* MATERIAL SHOWN *
.....
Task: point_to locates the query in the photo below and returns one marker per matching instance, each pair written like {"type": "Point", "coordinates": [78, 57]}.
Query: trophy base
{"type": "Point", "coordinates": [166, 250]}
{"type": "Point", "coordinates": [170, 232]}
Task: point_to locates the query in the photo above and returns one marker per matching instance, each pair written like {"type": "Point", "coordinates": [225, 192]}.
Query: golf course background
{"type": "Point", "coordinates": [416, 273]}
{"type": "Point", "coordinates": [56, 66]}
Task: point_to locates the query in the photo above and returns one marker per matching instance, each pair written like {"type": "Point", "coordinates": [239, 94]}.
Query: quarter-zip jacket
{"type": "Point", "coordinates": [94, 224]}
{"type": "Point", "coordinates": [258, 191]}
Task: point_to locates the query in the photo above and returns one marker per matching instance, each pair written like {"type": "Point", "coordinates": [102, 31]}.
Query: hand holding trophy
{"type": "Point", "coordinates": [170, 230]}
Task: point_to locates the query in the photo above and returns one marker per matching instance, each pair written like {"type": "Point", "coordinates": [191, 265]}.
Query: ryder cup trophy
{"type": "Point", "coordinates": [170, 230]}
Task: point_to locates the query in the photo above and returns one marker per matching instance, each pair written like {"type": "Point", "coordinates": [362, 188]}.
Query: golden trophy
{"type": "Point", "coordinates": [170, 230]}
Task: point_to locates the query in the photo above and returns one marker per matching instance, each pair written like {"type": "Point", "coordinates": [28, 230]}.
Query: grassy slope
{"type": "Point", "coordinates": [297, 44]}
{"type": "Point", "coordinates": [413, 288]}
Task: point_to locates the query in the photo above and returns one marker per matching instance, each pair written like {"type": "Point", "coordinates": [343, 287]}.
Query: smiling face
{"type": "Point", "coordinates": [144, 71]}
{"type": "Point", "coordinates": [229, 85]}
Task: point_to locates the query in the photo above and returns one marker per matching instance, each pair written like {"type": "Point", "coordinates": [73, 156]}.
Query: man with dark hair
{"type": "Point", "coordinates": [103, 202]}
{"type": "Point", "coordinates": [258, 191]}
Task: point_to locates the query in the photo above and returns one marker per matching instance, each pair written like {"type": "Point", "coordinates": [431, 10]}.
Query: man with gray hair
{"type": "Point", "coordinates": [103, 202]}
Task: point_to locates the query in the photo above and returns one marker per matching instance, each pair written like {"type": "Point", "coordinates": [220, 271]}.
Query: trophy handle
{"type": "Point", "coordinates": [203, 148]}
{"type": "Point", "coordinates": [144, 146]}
.....
* DIRECTIVE *
Return every line in the material above that contains the string "hair". Uppercase and lowercase count as different.

* ANSWER FOR THE TASK *
Query: man with dark hair
Query: man with gray hair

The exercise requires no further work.